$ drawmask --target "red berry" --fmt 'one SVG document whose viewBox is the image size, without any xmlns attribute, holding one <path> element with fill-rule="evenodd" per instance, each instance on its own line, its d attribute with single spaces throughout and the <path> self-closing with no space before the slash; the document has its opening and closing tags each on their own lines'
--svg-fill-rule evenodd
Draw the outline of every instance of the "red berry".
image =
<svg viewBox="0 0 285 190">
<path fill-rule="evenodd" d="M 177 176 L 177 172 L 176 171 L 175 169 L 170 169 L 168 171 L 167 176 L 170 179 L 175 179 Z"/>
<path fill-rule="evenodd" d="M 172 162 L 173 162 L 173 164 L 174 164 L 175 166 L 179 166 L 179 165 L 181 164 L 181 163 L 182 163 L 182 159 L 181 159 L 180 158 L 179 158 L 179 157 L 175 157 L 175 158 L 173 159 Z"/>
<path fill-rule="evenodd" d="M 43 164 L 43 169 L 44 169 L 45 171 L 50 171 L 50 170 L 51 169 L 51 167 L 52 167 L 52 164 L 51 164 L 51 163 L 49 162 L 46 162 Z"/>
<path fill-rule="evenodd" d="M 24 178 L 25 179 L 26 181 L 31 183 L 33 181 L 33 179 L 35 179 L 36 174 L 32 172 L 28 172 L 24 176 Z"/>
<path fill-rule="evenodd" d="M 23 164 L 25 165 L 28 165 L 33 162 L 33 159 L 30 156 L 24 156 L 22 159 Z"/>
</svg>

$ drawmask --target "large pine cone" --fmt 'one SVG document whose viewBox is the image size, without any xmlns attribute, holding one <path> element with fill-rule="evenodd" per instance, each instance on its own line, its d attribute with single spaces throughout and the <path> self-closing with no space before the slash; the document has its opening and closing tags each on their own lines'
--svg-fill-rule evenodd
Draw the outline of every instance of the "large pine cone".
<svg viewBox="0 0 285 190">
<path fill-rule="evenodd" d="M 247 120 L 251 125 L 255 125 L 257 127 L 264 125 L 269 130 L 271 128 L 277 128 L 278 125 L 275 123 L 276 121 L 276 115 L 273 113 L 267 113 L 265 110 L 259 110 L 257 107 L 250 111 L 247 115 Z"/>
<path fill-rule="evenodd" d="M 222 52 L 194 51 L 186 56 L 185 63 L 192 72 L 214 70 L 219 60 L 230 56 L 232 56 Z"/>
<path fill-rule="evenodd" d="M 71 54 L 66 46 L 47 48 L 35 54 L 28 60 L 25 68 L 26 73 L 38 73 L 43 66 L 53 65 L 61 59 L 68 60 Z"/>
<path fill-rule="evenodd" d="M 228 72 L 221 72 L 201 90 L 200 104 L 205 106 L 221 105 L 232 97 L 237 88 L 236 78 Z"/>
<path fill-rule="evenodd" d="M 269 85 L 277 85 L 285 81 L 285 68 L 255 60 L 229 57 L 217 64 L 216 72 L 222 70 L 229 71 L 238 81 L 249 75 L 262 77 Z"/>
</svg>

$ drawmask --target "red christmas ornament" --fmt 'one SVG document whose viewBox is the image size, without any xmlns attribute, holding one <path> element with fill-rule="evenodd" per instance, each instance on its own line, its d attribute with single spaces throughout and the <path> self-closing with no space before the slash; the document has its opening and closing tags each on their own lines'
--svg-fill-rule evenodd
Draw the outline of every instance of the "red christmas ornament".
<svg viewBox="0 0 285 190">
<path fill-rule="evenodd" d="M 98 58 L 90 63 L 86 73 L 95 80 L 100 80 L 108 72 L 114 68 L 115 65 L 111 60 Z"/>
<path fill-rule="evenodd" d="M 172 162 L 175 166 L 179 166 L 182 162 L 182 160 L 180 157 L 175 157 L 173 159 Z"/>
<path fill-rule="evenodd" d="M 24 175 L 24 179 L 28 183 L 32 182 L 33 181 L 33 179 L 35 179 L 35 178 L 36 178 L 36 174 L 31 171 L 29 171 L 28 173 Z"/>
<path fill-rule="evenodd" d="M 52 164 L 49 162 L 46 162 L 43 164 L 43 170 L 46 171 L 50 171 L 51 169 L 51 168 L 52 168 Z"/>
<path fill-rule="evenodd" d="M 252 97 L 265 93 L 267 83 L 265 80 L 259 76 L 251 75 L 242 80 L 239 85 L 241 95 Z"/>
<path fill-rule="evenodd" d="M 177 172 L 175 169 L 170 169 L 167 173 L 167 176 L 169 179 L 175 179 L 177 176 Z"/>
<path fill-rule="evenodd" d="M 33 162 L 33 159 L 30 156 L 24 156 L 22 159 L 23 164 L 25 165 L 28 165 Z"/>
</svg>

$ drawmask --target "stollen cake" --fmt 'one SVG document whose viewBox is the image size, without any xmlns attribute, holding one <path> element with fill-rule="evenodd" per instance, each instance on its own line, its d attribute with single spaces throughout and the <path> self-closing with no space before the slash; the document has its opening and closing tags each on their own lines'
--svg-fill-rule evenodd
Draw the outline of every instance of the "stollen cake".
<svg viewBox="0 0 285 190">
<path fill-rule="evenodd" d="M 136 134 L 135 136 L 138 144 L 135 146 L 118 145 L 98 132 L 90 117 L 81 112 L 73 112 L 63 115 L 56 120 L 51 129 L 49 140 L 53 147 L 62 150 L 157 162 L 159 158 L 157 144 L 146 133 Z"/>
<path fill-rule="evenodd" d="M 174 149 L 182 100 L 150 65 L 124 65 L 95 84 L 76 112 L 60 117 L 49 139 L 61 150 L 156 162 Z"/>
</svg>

══════

-- Instruction --
Count the lines in the items above that contain the word "berry". Give only the number.

-- Output below --
2